### PROBLEM DESCRIPTION
Count the lines in the entries below that contain the word "Kindly". Reply with only the number.

### LISTED RECORDS
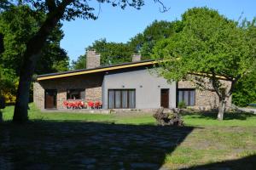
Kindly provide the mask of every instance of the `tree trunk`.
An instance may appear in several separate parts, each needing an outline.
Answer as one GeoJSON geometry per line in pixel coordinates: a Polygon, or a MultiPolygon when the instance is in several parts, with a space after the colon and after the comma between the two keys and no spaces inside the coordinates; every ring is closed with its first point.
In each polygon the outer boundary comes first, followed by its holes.
{"type": "MultiPolygon", "coordinates": [[[[44,43],[44,42],[43,42],[44,43]]],[[[29,48],[31,47],[27,47],[29,48]]],[[[31,54],[24,57],[24,63],[20,68],[19,87],[16,95],[16,102],[13,122],[22,123],[28,121],[27,108],[29,102],[29,89],[36,62],[39,54],[31,54]]]]}
{"type": "Polygon", "coordinates": [[[226,108],[226,101],[222,98],[219,98],[218,120],[222,121],[224,118],[224,113],[226,108]]]}
{"type": "Polygon", "coordinates": [[[13,117],[14,122],[22,123],[28,121],[29,89],[36,63],[40,57],[41,49],[48,36],[59,20],[60,18],[55,16],[46,19],[38,32],[26,44],[26,50],[23,56],[23,64],[20,72],[19,87],[13,117]]]}

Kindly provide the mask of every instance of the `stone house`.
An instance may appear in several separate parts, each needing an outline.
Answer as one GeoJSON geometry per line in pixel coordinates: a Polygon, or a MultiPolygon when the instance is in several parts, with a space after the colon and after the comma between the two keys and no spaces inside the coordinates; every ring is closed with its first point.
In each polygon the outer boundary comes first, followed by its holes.
{"type": "MultiPolygon", "coordinates": [[[[67,100],[100,101],[103,109],[174,108],[179,101],[197,109],[218,107],[213,92],[201,91],[191,82],[167,82],[154,73],[156,61],[141,60],[100,65],[100,54],[88,51],[86,69],[40,75],[33,84],[33,99],[41,110],[65,109],[67,100]]],[[[228,105],[230,105],[231,99],[228,105]]]]}

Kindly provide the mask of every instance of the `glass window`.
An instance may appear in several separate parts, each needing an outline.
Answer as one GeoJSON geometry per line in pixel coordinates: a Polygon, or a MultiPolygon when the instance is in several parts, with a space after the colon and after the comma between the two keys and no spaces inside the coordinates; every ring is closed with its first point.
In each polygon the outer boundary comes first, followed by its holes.
{"type": "Polygon", "coordinates": [[[135,108],[135,90],[129,90],[129,108],[135,108]]]}
{"type": "Polygon", "coordinates": [[[84,89],[67,90],[67,99],[84,99],[84,89]]]}
{"type": "Polygon", "coordinates": [[[114,108],[114,90],[108,90],[108,108],[114,108]]]}
{"type": "Polygon", "coordinates": [[[109,89],[108,108],[135,108],[135,89],[109,89]]]}
{"type": "Polygon", "coordinates": [[[183,101],[187,106],[193,106],[195,105],[195,90],[180,88],[177,93],[177,102],[183,101]]]}
{"type": "Polygon", "coordinates": [[[121,107],[121,91],[115,90],[114,95],[115,95],[114,96],[115,108],[120,108],[121,107]]]}

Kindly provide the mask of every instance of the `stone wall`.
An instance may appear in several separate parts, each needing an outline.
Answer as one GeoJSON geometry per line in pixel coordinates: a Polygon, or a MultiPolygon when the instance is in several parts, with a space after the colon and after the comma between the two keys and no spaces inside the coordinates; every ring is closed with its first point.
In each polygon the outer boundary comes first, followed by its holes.
{"type": "Polygon", "coordinates": [[[101,66],[101,55],[95,50],[86,52],[86,69],[93,69],[101,66]]]}
{"type": "Polygon", "coordinates": [[[67,89],[85,89],[85,102],[102,101],[102,75],[76,76],[34,82],[34,103],[41,110],[44,109],[44,89],[57,90],[57,109],[64,109],[67,89]]]}
{"type": "MultiPolygon", "coordinates": [[[[230,87],[230,82],[227,81],[221,81],[224,86],[230,87]]],[[[208,84],[208,88],[212,87],[208,84]]],[[[180,81],[177,83],[178,88],[195,88],[195,105],[189,106],[195,109],[209,110],[218,107],[218,96],[215,92],[208,90],[200,90],[196,88],[195,83],[189,81],[180,81]]],[[[229,99],[227,107],[231,105],[231,97],[229,99]]]]}

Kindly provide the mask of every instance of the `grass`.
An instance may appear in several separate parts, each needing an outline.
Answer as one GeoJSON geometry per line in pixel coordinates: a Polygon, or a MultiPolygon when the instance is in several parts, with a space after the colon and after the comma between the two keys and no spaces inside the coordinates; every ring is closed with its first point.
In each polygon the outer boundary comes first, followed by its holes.
{"type": "MultiPolygon", "coordinates": [[[[13,110],[12,106],[3,110],[4,121],[12,119],[13,110]]],[[[134,162],[153,163],[149,164],[153,169],[256,166],[256,116],[252,114],[225,114],[222,122],[214,113],[183,115],[187,126],[183,128],[157,127],[146,113],[43,113],[33,105],[29,117],[32,122],[23,126],[0,125],[0,150],[9,157],[0,155],[0,169],[9,162],[10,167],[32,169],[37,169],[32,165],[137,169],[134,162]],[[90,158],[96,161],[84,162],[90,158]]]]}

### RESULT OF THE EXERCISE
5